**Material**
┄┄┄┄┄┄┄┄┄┄┄┄┄┄┄┄┄┄┄┄
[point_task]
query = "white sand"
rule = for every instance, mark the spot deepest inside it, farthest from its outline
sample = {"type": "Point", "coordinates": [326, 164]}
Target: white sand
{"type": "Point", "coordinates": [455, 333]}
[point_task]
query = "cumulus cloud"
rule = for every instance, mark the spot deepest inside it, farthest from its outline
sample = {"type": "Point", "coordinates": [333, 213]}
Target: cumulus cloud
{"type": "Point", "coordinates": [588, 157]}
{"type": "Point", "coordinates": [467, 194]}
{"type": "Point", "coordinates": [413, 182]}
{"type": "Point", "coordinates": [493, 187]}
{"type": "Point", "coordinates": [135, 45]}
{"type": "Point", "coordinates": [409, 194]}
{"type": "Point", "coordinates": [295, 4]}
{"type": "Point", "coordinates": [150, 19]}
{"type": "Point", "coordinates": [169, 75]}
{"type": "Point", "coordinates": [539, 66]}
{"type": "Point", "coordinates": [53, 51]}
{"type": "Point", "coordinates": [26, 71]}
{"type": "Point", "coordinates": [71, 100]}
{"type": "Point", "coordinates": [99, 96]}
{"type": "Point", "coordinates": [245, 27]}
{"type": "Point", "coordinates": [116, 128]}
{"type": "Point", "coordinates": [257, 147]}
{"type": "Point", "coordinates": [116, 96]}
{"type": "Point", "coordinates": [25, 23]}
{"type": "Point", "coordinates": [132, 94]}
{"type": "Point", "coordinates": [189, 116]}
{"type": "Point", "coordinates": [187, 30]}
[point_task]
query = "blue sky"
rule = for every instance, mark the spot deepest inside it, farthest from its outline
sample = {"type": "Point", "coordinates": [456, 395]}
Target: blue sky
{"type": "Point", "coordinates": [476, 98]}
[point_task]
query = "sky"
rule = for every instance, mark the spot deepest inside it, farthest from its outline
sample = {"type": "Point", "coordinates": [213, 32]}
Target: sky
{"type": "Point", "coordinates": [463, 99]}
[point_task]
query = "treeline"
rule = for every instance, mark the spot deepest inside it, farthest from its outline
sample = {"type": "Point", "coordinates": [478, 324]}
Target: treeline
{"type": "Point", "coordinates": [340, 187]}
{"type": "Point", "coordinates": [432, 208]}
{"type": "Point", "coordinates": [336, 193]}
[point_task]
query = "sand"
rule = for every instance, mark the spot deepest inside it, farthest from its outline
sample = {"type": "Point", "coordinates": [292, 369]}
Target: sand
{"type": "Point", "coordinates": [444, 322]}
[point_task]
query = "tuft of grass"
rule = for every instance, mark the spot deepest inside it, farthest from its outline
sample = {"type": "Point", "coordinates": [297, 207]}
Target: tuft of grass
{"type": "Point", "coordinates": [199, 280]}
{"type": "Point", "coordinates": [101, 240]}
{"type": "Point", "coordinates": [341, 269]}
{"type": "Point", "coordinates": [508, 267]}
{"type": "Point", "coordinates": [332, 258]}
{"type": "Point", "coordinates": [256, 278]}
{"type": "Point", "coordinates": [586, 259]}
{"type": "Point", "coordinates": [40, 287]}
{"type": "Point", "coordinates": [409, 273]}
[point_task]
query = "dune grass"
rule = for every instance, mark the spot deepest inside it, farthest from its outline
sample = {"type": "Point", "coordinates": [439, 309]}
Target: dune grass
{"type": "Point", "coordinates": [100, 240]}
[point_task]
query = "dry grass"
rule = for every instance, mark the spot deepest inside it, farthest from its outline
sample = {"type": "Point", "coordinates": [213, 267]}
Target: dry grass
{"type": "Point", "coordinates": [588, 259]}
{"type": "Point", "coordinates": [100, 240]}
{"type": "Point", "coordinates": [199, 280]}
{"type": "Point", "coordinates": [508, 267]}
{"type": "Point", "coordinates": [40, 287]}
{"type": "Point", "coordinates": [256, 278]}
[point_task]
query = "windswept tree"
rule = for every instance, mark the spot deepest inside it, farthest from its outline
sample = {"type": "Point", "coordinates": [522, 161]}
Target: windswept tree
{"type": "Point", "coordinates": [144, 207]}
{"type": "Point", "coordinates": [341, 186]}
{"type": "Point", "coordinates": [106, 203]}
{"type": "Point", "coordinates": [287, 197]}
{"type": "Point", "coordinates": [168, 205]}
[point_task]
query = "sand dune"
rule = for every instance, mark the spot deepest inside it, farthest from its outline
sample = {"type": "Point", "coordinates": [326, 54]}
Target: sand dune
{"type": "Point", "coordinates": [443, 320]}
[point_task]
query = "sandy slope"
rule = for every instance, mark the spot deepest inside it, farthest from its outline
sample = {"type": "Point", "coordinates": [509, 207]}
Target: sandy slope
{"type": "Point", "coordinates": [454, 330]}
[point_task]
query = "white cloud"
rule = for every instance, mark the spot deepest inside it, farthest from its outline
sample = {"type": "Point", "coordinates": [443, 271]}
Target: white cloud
┄┄┄┄┄┄┄┄┄┄┄┄┄┄┄┄┄┄┄┄
**Problem requirements**
Extract the full listing and reproduce each line exactly.

**Complete response**
[point_task]
query = "white sand"
rule = for every instance, mark the spot deepest inside it, farthest from its outline
sample = {"type": "Point", "coordinates": [326, 164]}
Target: white sand
{"type": "Point", "coordinates": [455, 333]}
[point_task]
query = "cumulus cloud"
rule = for every instance, mark the spot deepest inside it, farthest from its outline
sample = {"type": "Point", "coordinates": [333, 213]}
Target: cumulus cloud
{"type": "Point", "coordinates": [588, 157]}
{"type": "Point", "coordinates": [467, 194]}
{"type": "Point", "coordinates": [413, 182]}
{"type": "Point", "coordinates": [493, 187]}
{"type": "Point", "coordinates": [135, 45]}
{"type": "Point", "coordinates": [409, 194]}
{"type": "Point", "coordinates": [295, 4]}
{"type": "Point", "coordinates": [150, 19]}
{"type": "Point", "coordinates": [169, 75]}
{"type": "Point", "coordinates": [539, 66]}
{"type": "Point", "coordinates": [53, 51]}
{"type": "Point", "coordinates": [26, 71]}
{"type": "Point", "coordinates": [71, 100]}
{"type": "Point", "coordinates": [99, 96]}
{"type": "Point", "coordinates": [245, 27]}
{"type": "Point", "coordinates": [116, 128]}
{"type": "Point", "coordinates": [257, 147]}
{"type": "Point", "coordinates": [116, 96]}
{"type": "Point", "coordinates": [25, 23]}
{"type": "Point", "coordinates": [132, 94]}
{"type": "Point", "coordinates": [189, 116]}
{"type": "Point", "coordinates": [187, 30]}
[point_task]
query = "blue sky"
rule = for every instance, mark the spot deepest inside it, farthest from its outline
sample = {"type": "Point", "coordinates": [456, 395]}
Target: blue sky
{"type": "Point", "coordinates": [476, 98]}
[point_task]
query = "sky"
rule = for every instance, mark the spot deepest inside it, farthest from its outline
sample = {"type": "Point", "coordinates": [213, 32]}
Target: sky
{"type": "Point", "coordinates": [463, 99]}
[point_task]
query = "treeline"
rule = for every instance, mark the spot deepest inside it, farthest from its outline
sample = {"type": "Point", "coordinates": [478, 324]}
Target: treeline
{"type": "Point", "coordinates": [340, 187]}
{"type": "Point", "coordinates": [432, 208]}
{"type": "Point", "coordinates": [336, 193]}
[point_task]
query = "sand"
rule = for every instance, mark the spot deepest inside it, farthest from its outline
sample = {"type": "Point", "coordinates": [292, 369]}
Target: sand
{"type": "Point", "coordinates": [444, 322]}
[point_task]
query = "tuft of grass"
rule = for every instance, mark the spot deepest inside it, farthest from its outline
sample = {"type": "Point", "coordinates": [297, 207]}
Target: tuft of grass
{"type": "Point", "coordinates": [199, 280]}
{"type": "Point", "coordinates": [101, 240]}
{"type": "Point", "coordinates": [341, 269]}
{"type": "Point", "coordinates": [508, 267]}
{"type": "Point", "coordinates": [332, 258]}
{"type": "Point", "coordinates": [256, 278]}
{"type": "Point", "coordinates": [586, 259]}
{"type": "Point", "coordinates": [40, 287]}
{"type": "Point", "coordinates": [409, 273]}
[point_task]
query = "dune grass"
rule = for every instance, mark the spot deepest inside it, farthest from its outline
sample = {"type": "Point", "coordinates": [439, 309]}
Target: dune grass
{"type": "Point", "coordinates": [100, 240]}
[point_task]
query = "dry grass"
rule = for every instance, mark the spot deepest inside it, farthest from its outline
sample = {"type": "Point", "coordinates": [213, 267]}
Target: dry grass
{"type": "Point", "coordinates": [588, 259]}
{"type": "Point", "coordinates": [100, 240]}
{"type": "Point", "coordinates": [199, 280]}
{"type": "Point", "coordinates": [508, 267]}
{"type": "Point", "coordinates": [40, 287]}
{"type": "Point", "coordinates": [256, 278]}
[point_task]
query = "windswept tree"
rule = for every instance, mark the spot deepest inside it, farthest from its outline
sample = {"type": "Point", "coordinates": [522, 161]}
Target: windswept tree
{"type": "Point", "coordinates": [144, 207]}
{"type": "Point", "coordinates": [341, 186]}
{"type": "Point", "coordinates": [106, 203]}
{"type": "Point", "coordinates": [287, 197]}
{"type": "Point", "coordinates": [168, 205]}
[point_task]
query = "sand dune"
rule = for every instance, mark the spot deepest inside it, farthest from its outline
sample = {"type": "Point", "coordinates": [326, 54]}
Target: sand dune
{"type": "Point", "coordinates": [443, 320]}
[point_task]
query = "sandy slope"
rule = for every instance, mark the spot deepest inside it, farthest from its outline
sample = {"type": "Point", "coordinates": [509, 207]}
Target: sandy slope
{"type": "Point", "coordinates": [454, 330]}
[point_task]
query = "white cloud"
rule = for every instance, mark the spot deepest inside it, farthest from its outline
sample = {"type": "Point", "coordinates": [443, 271]}
Target: white cloud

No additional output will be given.